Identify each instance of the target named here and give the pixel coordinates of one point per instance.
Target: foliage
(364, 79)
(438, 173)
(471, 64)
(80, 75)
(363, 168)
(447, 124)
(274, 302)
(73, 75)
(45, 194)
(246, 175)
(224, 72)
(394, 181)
☆ ☆ ☆
### Activity
Nothing in the listing should be left out; repeat it exactly.

### Expected answer
Identify each instance of the target named here and give the pixel coordinates of one point per instance.
Target: foliage
(364, 79)
(438, 173)
(471, 64)
(80, 75)
(363, 168)
(447, 124)
(274, 302)
(73, 75)
(45, 194)
(246, 175)
(224, 72)
(394, 181)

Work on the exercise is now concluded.